**Task objective:**
Copy the lines of the listing below verbatim, from the line containing "Please mark the region of every instance of the river thames." up to and including the line containing "[[[648,334],[335,333],[0,415],[4,434],[645,434]]]".

**Record list:**

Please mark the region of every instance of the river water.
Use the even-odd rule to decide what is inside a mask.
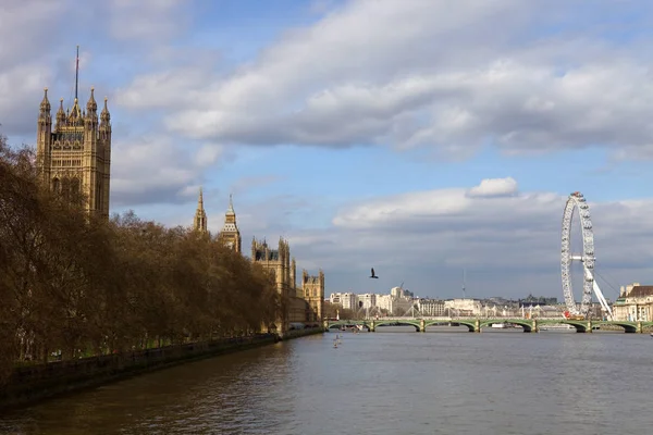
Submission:
[[[648,334],[310,336],[0,415],[7,434],[646,434]],[[466,331],[466,328],[465,328]]]

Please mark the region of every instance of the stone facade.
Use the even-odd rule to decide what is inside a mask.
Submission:
[[[63,196],[83,195],[86,210],[109,217],[111,178],[111,115],[98,104],[90,88],[86,109],[74,100],[63,109],[60,100],[52,124],[48,89],[40,103],[36,138],[36,164],[42,182]]]
[[[195,219],[193,220],[193,229],[199,233],[208,233],[207,229],[207,212],[204,209],[204,195],[201,187],[199,188],[199,198],[197,198],[197,210],[195,210]]]
[[[278,249],[271,249],[266,240],[251,241],[251,261],[263,266],[275,278],[276,291],[281,296],[283,315],[276,322],[278,332],[284,334],[291,323],[321,322],[324,300],[324,273],[320,271],[317,279],[308,278],[306,287],[296,285],[296,262],[291,259],[288,243],[280,238]],[[307,277],[306,274],[304,277]],[[310,289],[307,297],[306,290]],[[316,295],[316,296],[313,296]],[[318,300],[319,299],[319,300]]]
[[[234,202],[231,195],[229,196],[229,209],[224,214],[224,225],[222,225],[222,231],[220,231],[218,237],[225,246],[241,253],[241,231],[236,224],[236,212],[234,211]]]
[[[308,321],[321,322],[324,312],[324,272],[320,270],[317,276],[311,276],[303,271],[301,293],[309,307]]]

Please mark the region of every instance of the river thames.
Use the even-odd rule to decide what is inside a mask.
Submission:
[[[648,334],[335,333],[0,415],[4,434],[645,434]]]

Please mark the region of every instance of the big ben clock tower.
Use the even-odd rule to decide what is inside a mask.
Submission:
[[[231,195],[229,196],[229,209],[224,214],[224,225],[222,226],[219,238],[226,247],[241,253],[241,232],[236,225],[236,212],[234,211],[234,203]]]

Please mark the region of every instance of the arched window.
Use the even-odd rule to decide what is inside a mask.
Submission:
[[[63,177],[61,181],[61,195],[64,198],[70,198],[71,196],[71,181],[69,177]]]
[[[71,194],[73,194],[73,196],[79,195],[79,178],[75,177],[71,181]]]

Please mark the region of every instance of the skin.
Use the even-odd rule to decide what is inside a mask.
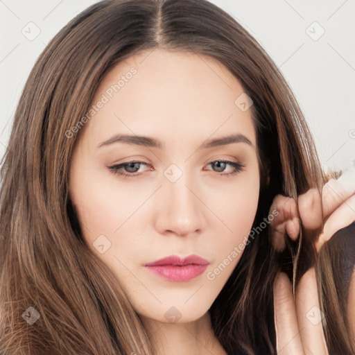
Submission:
[[[88,247],[116,275],[155,342],[157,354],[224,354],[207,310],[241,253],[214,279],[207,275],[243,241],[255,216],[259,175],[250,112],[234,104],[243,88],[220,63],[161,50],[141,52],[119,63],[104,78],[92,103],[132,67],[137,73],[80,132],[69,174],[69,196]],[[232,132],[243,135],[252,145],[239,142],[200,148],[207,139]],[[122,142],[98,148],[119,133],[152,137],[164,148]],[[233,171],[232,166],[218,170],[210,164],[220,159],[245,166],[227,177],[223,174]],[[109,168],[130,161],[146,165],[141,164],[137,173],[130,173],[137,176],[128,178],[112,174]],[[171,164],[182,173],[174,182],[164,175],[168,171],[177,176],[175,168],[166,170]],[[339,209],[354,191],[347,189],[342,199],[329,198],[329,191],[322,196],[328,219],[319,248],[352,218],[348,211],[345,217],[346,212]],[[286,232],[297,238],[301,220],[309,228],[321,225],[320,200],[312,189],[300,196],[298,205],[284,196],[275,198],[270,211],[276,205],[282,212],[274,220],[277,249],[284,246]],[[110,243],[102,254],[93,244],[100,235]],[[189,282],[166,280],[143,266],[168,255],[191,254],[210,263]],[[319,306],[314,270],[301,280],[296,302],[285,274],[275,280],[274,297],[278,353],[327,354],[320,323],[312,325],[304,316],[312,306]],[[164,316],[172,306],[178,310],[173,314],[180,317],[173,322]]]
[[[274,247],[278,250],[285,248],[286,234],[296,240],[301,221],[305,228],[320,227],[322,210],[324,218],[323,230],[315,244],[316,250],[319,252],[324,243],[338,230],[355,220],[354,193],[355,171],[349,170],[338,180],[329,180],[323,187],[322,196],[315,189],[300,196],[298,202],[293,198],[277,196],[270,207],[270,210],[276,209],[280,212],[278,218],[275,218],[270,223],[275,230],[272,235]],[[347,308],[348,319],[350,320],[349,331],[353,339],[355,339],[354,279],[355,272],[353,272]],[[310,268],[301,278],[295,299],[290,281],[286,274],[280,273],[275,282],[274,297],[277,353],[327,354],[322,323],[309,320],[315,320],[317,309],[313,307],[320,306],[314,268]],[[309,313],[312,309],[315,313]]]
[[[101,83],[93,103],[132,67],[137,74],[80,132],[69,196],[88,247],[116,275],[158,354],[226,354],[213,334],[207,311],[242,253],[214,279],[207,275],[243,241],[257,212],[259,174],[250,110],[243,112],[234,103],[243,87],[218,62],[157,49],[117,64]],[[200,147],[206,140],[232,133],[243,135],[251,144]],[[164,148],[123,142],[98,148],[116,134],[154,137]],[[227,176],[234,171],[232,165],[211,164],[221,159],[245,167]],[[138,165],[136,173],[127,166],[121,169],[133,177],[109,168],[130,161],[146,165]],[[182,174],[174,182],[164,175],[171,164]],[[93,245],[102,234],[111,243],[103,254]],[[143,266],[191,254],[210,263],[189,282],[162,279]],[[171,322],[164,316],[167,311],[181,318]]]

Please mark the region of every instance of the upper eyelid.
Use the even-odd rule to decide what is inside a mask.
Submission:
[[[223,158],[215,159],[211,160],[207,163],[207,165],[209,165],[210,164],[214,163],[216,162],[223,162],[229,164],[230,165],[239,164],[242,167],[245,167],[245,164],[243,164],[243,162],[241,162],[240,161],[233,162],[232,160],[230,160],[228,159],[223,159]],[[132,164],[132,163],[140,163],[140,164],[146,165],[147,166],[150,165],[149,163],[146,163],[146,162],[142,162],[142,161],[139,161],[139,160],[130,160],[130,161],[128,160],[127,162],[123,162],[122,163],[114,164],[108,167],[112,168],[119,167],[119,168],[122,168],[125,165],[128,165],[128,164]],[[134,175],[135,173],[131,173],[130,175]]]

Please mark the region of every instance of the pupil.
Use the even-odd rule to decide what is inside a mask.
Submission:
[[[139,168],[139,163],[130,163],[126,165],[126,167],[128,168],[126,169],[129,173],[135,173],[137,170]],[[130,170],[131,169],[132,170]]]
[[[226,163],[224,162],[215,162],[214,164],[217,166],[217,168],[220,168],[222,167],[222,169],[218,171],[223,171],[223,170],[225,168]],[[220,164],[222,164],[222,166],[220,166]]]

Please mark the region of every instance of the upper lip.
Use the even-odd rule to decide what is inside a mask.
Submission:
[[[189,255],[184,258],[179,257],[178,255],[170,255],[162,259],[159,259],[151,263],[144,264],[144,266],[157,266],[162,265],[178,265],[183,266],[184,265],[208,265],[209,263],[205,259],[198,255]]]

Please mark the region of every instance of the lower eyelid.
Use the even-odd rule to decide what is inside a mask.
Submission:
[[[244,168],[245,167],[245,166],[241,162],[223,160],[223,159],[220,159],[220,160],[216,159],[216,160],[210,162],[209,163],[207,164],[207,166],[208,166],[215,162],[217,162],[226,163],[226,164],[230,165],[233,169],[233,171],[232,171],[230,173],[224,173],[223,171],[222,172],[214,171],[217,175],[228,175],[236,173],[238,172],[241,172],[241,171],[244,171]],[[135,176],[138,176],[139,175],[141,175],[144,173],[144,171],[140,172],[140,173],[138,173],[138,172],[130,173],[130,172],[128,172],[128,171],[125,171],[123,170],[123,167],[125,165],[128,165],[132,163],[139,163],[141,166],[145,165],[146,166],[148,166],[150,165],[148,163],[146,163],[145,162],[131,161],[131,162],[125,162],[123,163],[120,163],[118,164],[114,164],[114,165],[108,166],[108,168],[110,168],[111,173],[112,173],[114,174],[118,174],[120,175],[124,175],[125,177],[130,177],[130,176],[135,177]],[[208,170],[209,170],[209,169],[208,169]],[[211,170],[211,171],[214,171]]]

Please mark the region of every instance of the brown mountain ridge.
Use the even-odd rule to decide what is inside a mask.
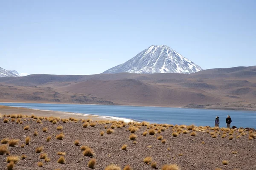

**The completed task:**
Please mark the region of every instance of the river thames.
Use the even-odd rule to decide what is inside a mask.
Submission:
[[[648,334],[335,333],[0,415],[4,434],[645,434]]]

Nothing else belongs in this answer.